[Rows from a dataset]
==============================

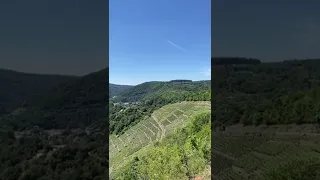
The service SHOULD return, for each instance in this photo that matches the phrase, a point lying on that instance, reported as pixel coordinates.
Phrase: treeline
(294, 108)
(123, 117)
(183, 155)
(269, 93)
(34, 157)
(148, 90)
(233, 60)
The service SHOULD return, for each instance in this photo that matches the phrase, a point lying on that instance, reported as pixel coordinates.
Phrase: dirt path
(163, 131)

==============================

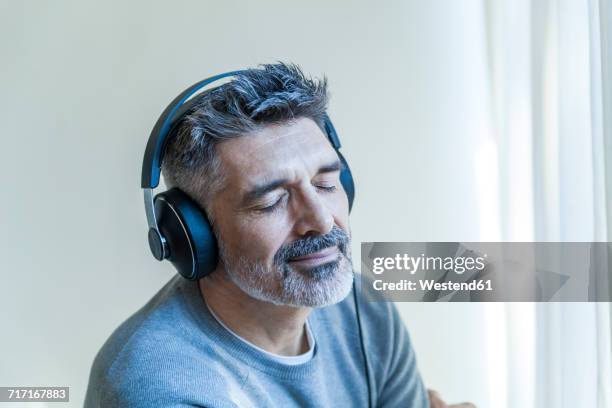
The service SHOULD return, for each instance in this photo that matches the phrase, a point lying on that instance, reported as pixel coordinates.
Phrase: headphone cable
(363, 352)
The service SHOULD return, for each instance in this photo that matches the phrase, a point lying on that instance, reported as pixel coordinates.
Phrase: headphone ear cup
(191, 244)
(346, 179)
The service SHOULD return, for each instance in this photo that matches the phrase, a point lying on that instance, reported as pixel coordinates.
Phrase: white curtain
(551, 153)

==============================

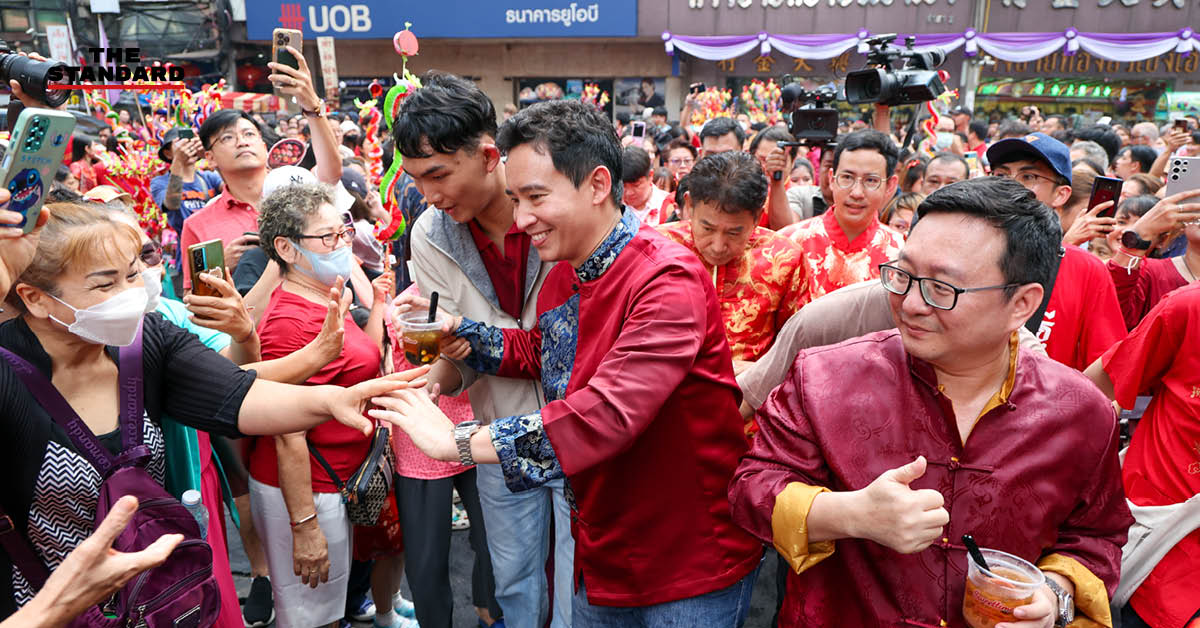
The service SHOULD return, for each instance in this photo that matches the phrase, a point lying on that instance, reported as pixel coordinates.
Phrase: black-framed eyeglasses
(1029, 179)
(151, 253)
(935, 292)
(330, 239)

==============================

## Short problem
Please find every line above that contains the word "headphone" and copy each of those lines. Case counts when matching.

## Response
Phrase: headphone cable
Phrase: headphone ear cup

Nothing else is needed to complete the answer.